> CONSIGNES
(A) Dans le texte sur les premiers États, recopiez le passage allant de « L’émergence de la » à « une catastrophe irréversible. » en remplaçant « fragile » par « instable ».
(B) Prolongez le texte sur les premiers États à la suite de sa dernière phrase.

Associé par James C. Scott à un objectif principal qui aurait consisté en l’appropriation du surplus produit par la population agricole, l’État aurait eu pour mission d’aménager un territoire et de contrôler la population la plus nombreuse possible. Cette hypothèse s'adosse à une autre invention remarquable contemporaine de celle des Etats : l’invention de l’écriture, qui dans ses premières formes n’avait pas pour fonction de consigner des discours, mais de permettre l’enregistrement des transactions et l’inventaire des biens et des marchandises. Bref, de tenir une comptabilité.

Les États naissants s’appuyaient sur les cultures céréalières qui servaient de base à l’impôt car ces cultures étaient divisibles, mesurables, stockables et transportables. Le territoire contrôlé par l’État correspondait à celui occupé par les cultures céréalières. La taxation des populations se révélait impossible si elles vivaient de manière dispersée, dans des groupes de taille variable, et si elles cultivaient des plantes-racines.

Ayant pour objectif d’extraire le maximum de revenus de la population, les économies des sociétés étatiques étaient très centralisées, bureaucratiques et militarisées. Sans l’avoir inventé, l’État avait systématisé et étendu l’esclavage car il fournissait une main d’œuvre abondante et bon marché pour produire des biens échangeables et effectuer les travaux les plus exigeants et dangereux. La possession d’esclaves était aussi un signe distinctif pour les élites. Dans une telle configuration, il n’est pas étonnant de constater que la capture d’esclaves s'est imposée comme l'un des principaux objectifs de la guerre.

L’émergence de la famille patriarcale, que Scott rapporte notamment à l’établissement de sociétés agricoles fondées sur la propriété de la terre, et l’objectif des États d’augmenter la population comme la division du travail et des rôles, auraient ainsi conduit à accroître la fécondité des femmes.

L’État n’en demeurait pas moins une structure fragile, notamment en raison de sa dépendance vis-à-vis d’un nombre limité de plantes et des conséquences parfois dramatiques des guerres et des épidémies. Cependant, selon Scott, l’effondrement périodique des États doit plutôt être analysé comme la reconfiguration des sociétés en réponse aux transformations de leur environnement plutôt que comme une catastrophe irréversible.

> EXTRAIT DES DONNÉES
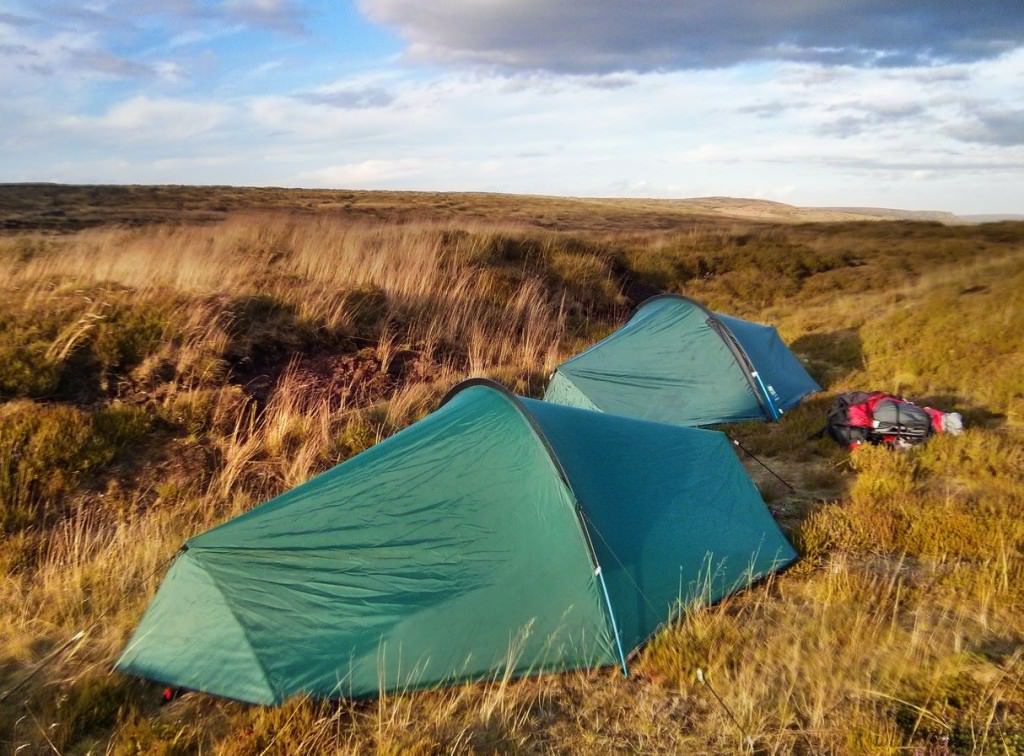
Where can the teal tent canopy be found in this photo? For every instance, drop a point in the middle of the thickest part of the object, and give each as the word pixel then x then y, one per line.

> CORRIGÉ
(A)
L’émergence de la famille patriarcale, que Scott rapporte notamment à l’établissement de sociétés agricoles fondées sur la propriété de la terre, et l’objectif des États d’augmenter la population comme la division du travail et des rôles, auraient ainsi conduit à accroître la fécondité des femmes.

L’État n’en demeurait pas moins une structure instable, notamment en raison de sa dépendance vis-à-vis d’un nombre limité de plantes et des conséquences parfois dramatiques des guerres et des épidémies. Cependant, selon Scott, l’effondrement périodique des États doit plutôt être analysé comme la reconfiguration des sociétés en réponse aux transformations de leur environnement plutôt que comme une catastrophe irréversible.

(B)
Puisque la grande majorité de l’humanité vivait jusqu’en 1600 après Jésus Christ en dehors des structures étatiques, l’analyse des relations entre cette population sans Etat et la partie de la population recouverte par des structures étatiques est essentielle pour comprendre l’histoire des États. Les « barbares », qui cherchaient à accaparer la richesse tirée par les États des populations sous leur contrôle, représentaient la principale menace pesant sur les États. Ainsi les « barbares » pouvaient effectuer des raids, exiger des tributs ou entreprendre des conquêtes, mais ils pouvaient aussi se transformer en mercenaires au service des États. Dans tous les cas, l’objectif des « Barbares » n’était pas de détruire les États, qui représentaient pour eux une source irremplaçable de richesses à laquelle ils avaient un accès relativement facile.

 

Une histoire élusive ?

La démarche de Scott est ambitieuse, à la fois en raison de la variété des thèmes étudiés, du manque de données et de la durée de la période étudiée. Pour cette raison, elle prend bien sûr le risque de laisser dans l'ombre les hypothèses ou les constats de faits qui ne la servent pas. Par exemple, on sait que l’intérêt des cultures céréalières vient aussi du fait qu’elles permettaient de faire du pain et de la bière, même si ceci n'explique pas nécessairement cela. Dans tous les cas, Scott a l'indéniable mérite de proposer une conception renouvelée et stimulante des longs premiers temps de l'humanité.

Sa vision des populations de chasseurs-cueilleurs est finalement similaire à la théorie de Marshall Sahlins, qui estime que ce type de société est la seule qui puisse être considérée comme opulente. Selon cette approche, les chasseurs-cueilleurs avaient des désirs limités et les satisfaisaient avec ce dont ils disposaient. Cependant cette analyse a été contestée par de nombreux chercheurs, qui affirment au contraire que ces sociétés connaissaient une mortalité infantile très élevée, des maladies fréquentes, une instabilité de leur régime alimentaire et un état de guerre permanent.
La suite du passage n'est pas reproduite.